Copy all the material that follows, keeping every character the same.
*** Input records
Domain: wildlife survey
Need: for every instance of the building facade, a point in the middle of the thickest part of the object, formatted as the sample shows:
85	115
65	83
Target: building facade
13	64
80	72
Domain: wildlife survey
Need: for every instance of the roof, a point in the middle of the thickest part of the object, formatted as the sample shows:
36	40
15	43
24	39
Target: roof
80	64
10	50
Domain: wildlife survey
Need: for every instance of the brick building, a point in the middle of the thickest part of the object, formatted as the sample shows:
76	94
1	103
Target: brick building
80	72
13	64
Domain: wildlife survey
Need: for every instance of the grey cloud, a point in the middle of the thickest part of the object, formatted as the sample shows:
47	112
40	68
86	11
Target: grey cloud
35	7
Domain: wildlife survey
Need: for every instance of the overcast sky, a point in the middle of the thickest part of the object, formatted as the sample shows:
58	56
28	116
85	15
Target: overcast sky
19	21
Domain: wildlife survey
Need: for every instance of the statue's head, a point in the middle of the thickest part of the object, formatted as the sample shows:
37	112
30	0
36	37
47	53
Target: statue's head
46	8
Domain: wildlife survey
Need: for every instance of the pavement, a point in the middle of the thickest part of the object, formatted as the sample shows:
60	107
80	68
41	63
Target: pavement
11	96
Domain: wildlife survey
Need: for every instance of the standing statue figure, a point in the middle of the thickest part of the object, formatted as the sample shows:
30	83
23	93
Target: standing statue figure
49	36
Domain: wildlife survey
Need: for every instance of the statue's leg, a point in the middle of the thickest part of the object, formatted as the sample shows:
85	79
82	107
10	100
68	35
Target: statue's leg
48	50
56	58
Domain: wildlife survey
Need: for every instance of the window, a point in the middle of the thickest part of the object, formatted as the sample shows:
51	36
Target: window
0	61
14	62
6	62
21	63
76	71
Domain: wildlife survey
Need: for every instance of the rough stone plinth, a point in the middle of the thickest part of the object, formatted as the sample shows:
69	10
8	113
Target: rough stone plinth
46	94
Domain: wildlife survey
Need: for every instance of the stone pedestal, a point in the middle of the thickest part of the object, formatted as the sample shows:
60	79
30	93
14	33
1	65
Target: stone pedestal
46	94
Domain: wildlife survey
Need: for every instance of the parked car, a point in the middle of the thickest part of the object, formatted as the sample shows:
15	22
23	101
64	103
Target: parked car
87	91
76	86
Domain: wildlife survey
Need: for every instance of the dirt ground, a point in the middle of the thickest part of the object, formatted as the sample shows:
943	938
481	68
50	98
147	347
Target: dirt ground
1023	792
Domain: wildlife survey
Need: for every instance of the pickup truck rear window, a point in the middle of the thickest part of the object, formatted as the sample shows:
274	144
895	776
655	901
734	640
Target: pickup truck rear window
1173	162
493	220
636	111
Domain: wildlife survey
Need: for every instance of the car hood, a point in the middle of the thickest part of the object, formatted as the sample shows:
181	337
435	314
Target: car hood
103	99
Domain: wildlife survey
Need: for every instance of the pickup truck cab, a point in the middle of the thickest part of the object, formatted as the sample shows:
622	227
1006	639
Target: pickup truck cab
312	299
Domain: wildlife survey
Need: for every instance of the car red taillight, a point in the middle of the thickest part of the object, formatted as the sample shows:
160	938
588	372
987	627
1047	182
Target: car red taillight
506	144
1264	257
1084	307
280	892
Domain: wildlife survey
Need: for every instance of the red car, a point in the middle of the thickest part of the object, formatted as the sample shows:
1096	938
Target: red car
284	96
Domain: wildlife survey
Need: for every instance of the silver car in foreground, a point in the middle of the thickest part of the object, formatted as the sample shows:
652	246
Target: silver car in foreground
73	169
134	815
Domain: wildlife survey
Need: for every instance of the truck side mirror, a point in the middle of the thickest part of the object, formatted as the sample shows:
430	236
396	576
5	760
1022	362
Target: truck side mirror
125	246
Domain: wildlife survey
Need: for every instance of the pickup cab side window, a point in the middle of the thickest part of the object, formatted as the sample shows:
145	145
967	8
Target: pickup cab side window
******
• [The response]:
Domain: wildlife survey
Need: for every instance of the building facade, a point in the middle of the thickest part of the object, formatted as the sample shows:
85	115
65	83
Target: building facade
13	64
80	72
Domain: wildlife survey
Need: for every instance of the roof, a point in the middle of the thickest part of the object, formatted as the sample shows:
36	40
15	43
24	39
Target: roof
80	64
10	50
Domain: wildlife survey
Need: for every instance of the brick building, a point in the middle of the thickest part of the object, formatted as the sample shows:
76	94
1	103
Target: brick building
80	72
13	64
Domain: wildlife survey
Need: for every instance of the grey cloud, a point in the middle of the thickest part of the object, formatted as the sample shows:
47	112
40	68
86	11
Target: grey cloud
35	7
Domain: wildlife survey
Need: for every instance of the overcast sky, a point in the middle of the thickest part of the object, formatted as the sample shows:
58	56
28	116
85	15
Target: overcast sky
19	21
Domain: wildlife survey
Need: for every instance of the statue's head, a point in the middle of the thickest part of the object, formatted as the sample shows:
37	112
30	0
36	37
47	53
Target: statue's head
46	8
Domain: wildlife survey
Need: for every instance of the pavement, a point in the middle of the thickest part of the object, formatted as the sample shows:
60	107
80	68
41	63
Target: pavement
11	96
Domain: wildlife survey
Need: for every instance of the standing statue figure, a point in the middle of the thickest part of the object, formatted as the sample shows:
30	83
23	93
Target: standing statue figure
49	36
Domain: wildlife survey
Need: for every instance of the statue's leg, a point in the middle of the thickest part of the object, formatted as the sample shows:
85	79
82	107
10	100
68	35
Target: statue's leg
48	50
56	58
Domain: wildlife survey
Need: for every instance of the window, a point in the middle of the thickest part of the object, formatted as the sample shows:
51	36
Target: window
0	61
14	62
6	62
21	63
76	71
Domain: wildlife survey
Need: for every instance of the rough stone plinth, a point in the middle of the thickest part of the object, formatted as the sample shows:
69	10
8	113
Target: rough stone plinth
46	94
Domain: wildlife survey
Need: for every instance of the stone pedestal, a point in the middle of the thickest part of the object, formatted as the sample shows:
60	79
30	93
14	33
1	65
Target: stone pedestal
46	94
Domain: wildlife survey
Need: for every instance of the parked car, a point in the middle of the thickest part of the object, formatted as the sample shows:
15	22
23	101
64	103
Target: parked car
87	91
76	86
Domain: wildlife survey
Need: for every instance of the dirt ground, a point in the middle of the thickest part of the object, formatted as the sample shows:
943	938
481	68
50	98
147	347
Target: dirt ground
1023	792
Domain: wildlife survey
Need: for every instance of the pickup truck rear window, a point in the middle of the thickest part of the object, formatted as the sample shows:
274	144
895	776
655	901
734	640
Target: pickup truck rear window
1173	162
493	220
636	111
Domain: wildlife survey
Need: for every instance of the car hood, a point in the middle of the thickest part of the object, formatted as the sample shows:
181	337
435	314
Target: car hood
103	99
Domain: wildlife survey
Need: for every instance of the pickup truck cab, a point in the middle of the thickest part of the object, formatted as the sample shows:
622	227
1006	639
Target: pickup truck cab
312	299
Domain: wildlife survey
Need: for every instance of the car red taillight, a point in the middle of the thickest part of the object, formatted as the sample shows:
160	938
588	372
987	627
1047	182
Target: car red taillight
506	144
1264	257
1084	307
280	892
Domain: wildlife survey
Need: for every instance of the red car, a point in the middle of the thickest part of the object, formatted as the sample shows:
1096	938
Target: red car
284	96
Domain: wildlife survey
Need: for every instance of the silver car in foreground, a point in the middle of the thickest part of the object, formatted as the sample shows:
652	246
Target: silver car in foreground
73	169
134	815
Domain: wildlife survey
Need: for every instance of the truck side mirror, a point in the middle of the thickest part of the object, formatted as the sample shows:
430	236
396	576
5	760
1022	362
Target: truck side mirror
125	246
Domain: wildlife survey
Need: for every instance of the pickup cab side window, a point in the middle of the thickest part of the object, formatted as the sample shows:
145	145
967	8
Target: pickup cab side window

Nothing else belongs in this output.